__What you need to do__. From the entries that follow, extract each line holding the string "behind".

Point-per-instance localization data:

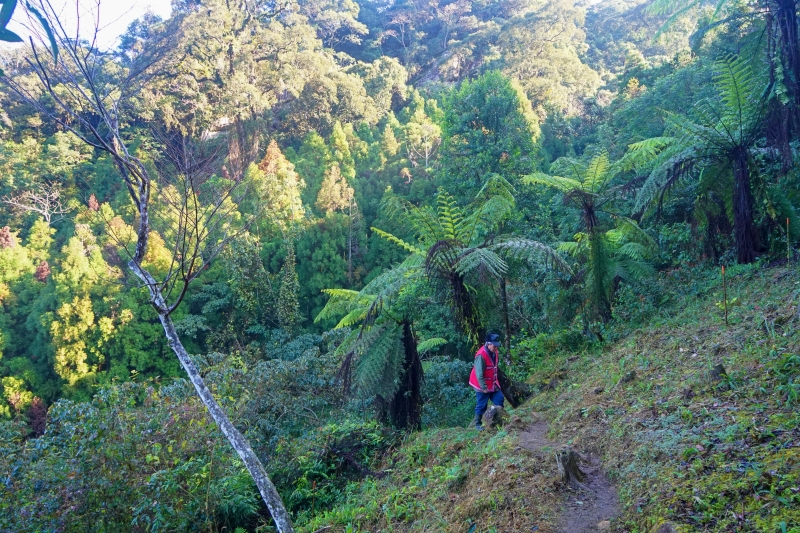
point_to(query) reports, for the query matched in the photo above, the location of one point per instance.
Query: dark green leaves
(47, 29)
(6, 12)
(5, 16)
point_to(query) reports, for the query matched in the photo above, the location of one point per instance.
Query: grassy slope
(704, 453)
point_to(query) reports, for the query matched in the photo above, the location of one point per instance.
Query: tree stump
(494, 417)
(569, 470)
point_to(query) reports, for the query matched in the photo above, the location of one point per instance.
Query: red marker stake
(725, 294)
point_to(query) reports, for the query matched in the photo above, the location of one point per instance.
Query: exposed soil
(590, 509)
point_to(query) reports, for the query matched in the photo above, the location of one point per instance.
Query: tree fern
(720, 134)
(473, 259)
(430, 344)
(380, 356)
(398, 241)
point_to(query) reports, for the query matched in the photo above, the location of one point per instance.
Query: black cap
(494, 338)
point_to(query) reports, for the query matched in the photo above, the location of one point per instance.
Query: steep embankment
(696, 421)
(691, 421)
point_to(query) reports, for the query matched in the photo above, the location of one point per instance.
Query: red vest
(489, 374)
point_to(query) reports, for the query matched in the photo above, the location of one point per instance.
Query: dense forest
(283, 228)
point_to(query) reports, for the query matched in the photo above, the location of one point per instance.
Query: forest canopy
(345, 196)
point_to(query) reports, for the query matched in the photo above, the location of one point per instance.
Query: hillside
(249, 252)
(686, 447)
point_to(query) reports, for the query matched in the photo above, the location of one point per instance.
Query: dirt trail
(588, 510)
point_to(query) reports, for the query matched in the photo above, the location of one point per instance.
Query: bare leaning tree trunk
(257, 471)
(83, 97)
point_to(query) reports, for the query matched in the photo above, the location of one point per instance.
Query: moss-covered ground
(684, 442)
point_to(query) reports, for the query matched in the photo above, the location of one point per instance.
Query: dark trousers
(483, 401)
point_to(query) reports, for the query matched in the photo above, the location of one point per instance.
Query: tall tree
(489, 128)
(717, 143)
(610, 252)
(95, 113)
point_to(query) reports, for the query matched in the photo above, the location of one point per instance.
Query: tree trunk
(786, 18)
(743, 228)
(268, 491)
(569, 470)
(507, 323)
(405, 408)
(598, 259)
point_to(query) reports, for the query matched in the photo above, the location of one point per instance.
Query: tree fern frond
(597, 174)
(496, 185)
(430, 344)
(573, 248)
(640, 155)
(379, 360)
(485, 219)
(448, 214)
(399, 242)
(530, 250)
(341, 302)
(679, 165)
(565, 185)
(481, 259)
(352, 318)
(630, 231)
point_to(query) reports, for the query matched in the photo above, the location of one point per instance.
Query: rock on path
(588, 510)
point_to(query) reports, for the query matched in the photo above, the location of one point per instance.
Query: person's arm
(480, 369)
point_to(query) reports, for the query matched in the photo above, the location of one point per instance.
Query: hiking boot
(477, 423)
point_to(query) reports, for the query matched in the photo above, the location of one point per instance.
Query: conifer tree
(335, 194)
(288, 296)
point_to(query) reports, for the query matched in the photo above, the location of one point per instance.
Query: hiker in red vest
(484, 378)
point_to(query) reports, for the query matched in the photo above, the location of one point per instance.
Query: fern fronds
(379, 359)
(565, 185)
(597, 174)
(430, 344)
(341, 302)
(481, 259)
(399, 242)
(643, 153)
(530, 251)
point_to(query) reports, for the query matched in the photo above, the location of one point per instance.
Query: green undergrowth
(450, 480)
(702, 446)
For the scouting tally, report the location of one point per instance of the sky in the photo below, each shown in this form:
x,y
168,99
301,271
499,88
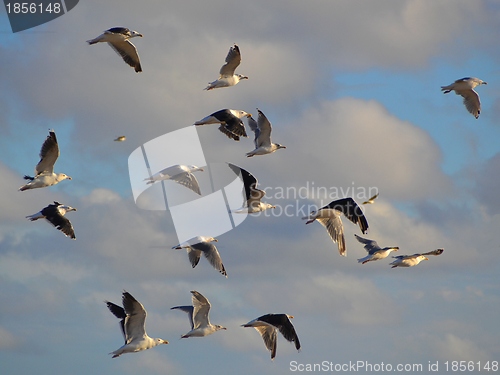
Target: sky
x,y
352,89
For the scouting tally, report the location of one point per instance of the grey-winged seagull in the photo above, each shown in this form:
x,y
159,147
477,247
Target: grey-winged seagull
x,y
198,317
201,244
54,214
262,129
44,170
227,77
375,252
268,326
252,196
371,200
118,39
182,174
230,122
329,217
133,324
465,88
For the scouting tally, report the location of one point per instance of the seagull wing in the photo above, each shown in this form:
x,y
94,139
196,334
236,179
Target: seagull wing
x,y
48,154
335,229
119,312
135,321
370,245
128,52
233,59
264,138
188,310
212,254
201,309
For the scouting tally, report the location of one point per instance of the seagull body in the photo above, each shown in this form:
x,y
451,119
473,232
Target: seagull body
x,y
371,200
252,197
268,326
230,122
329,217
182,174
375,252
133,325
200,244
262,129
54,214
44,170
465,88
227,77
118,39
198,317
408,260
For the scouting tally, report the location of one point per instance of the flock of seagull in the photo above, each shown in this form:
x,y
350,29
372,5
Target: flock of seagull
x,y
133,314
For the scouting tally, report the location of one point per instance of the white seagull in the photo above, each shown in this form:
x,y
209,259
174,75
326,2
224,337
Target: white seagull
x,y
465,87
252,197
118,39
230,119
329,217
200,244
375,252
262,129
268,326
182,174
227,77
198,316
44,170
54,214
133,325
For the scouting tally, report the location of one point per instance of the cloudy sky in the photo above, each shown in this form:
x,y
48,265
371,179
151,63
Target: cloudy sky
x,y
352,88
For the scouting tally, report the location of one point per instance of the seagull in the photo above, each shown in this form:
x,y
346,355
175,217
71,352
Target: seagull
x,y
200,244
375,252
262,130
252,203
231,124
408,260
133,325
44,170
329,217
465,87
227,77
118,39
371,200
198,317
54,214
182,174
268,326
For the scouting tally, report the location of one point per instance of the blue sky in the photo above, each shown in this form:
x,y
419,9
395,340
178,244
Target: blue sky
x,y
352,88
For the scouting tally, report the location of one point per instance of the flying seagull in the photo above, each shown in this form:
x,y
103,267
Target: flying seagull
x,y
44,170
268,326
227,77
200,244
118,39
231,124
133,324
329,217
54,214
465,87
262,129
252,197
371,200
375,252
182,174
198,316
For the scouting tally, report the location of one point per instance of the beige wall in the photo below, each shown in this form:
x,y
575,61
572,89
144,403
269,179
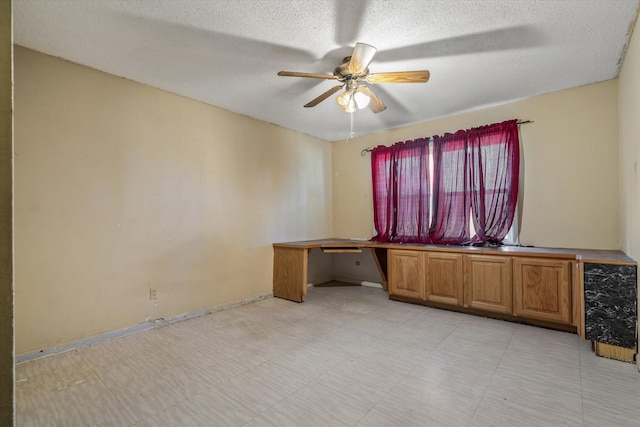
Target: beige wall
x,y
6,216
629,97
570,192
121,188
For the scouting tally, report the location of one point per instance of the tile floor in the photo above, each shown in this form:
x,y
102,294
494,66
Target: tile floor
x,y
347,356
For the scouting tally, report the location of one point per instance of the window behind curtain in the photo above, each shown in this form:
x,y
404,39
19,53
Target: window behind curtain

__Exercise solution__.
For the scouting tally, report the location of one point per instance of the window behind curtain in the photo above, each shown in this form:
Target: window behind curtain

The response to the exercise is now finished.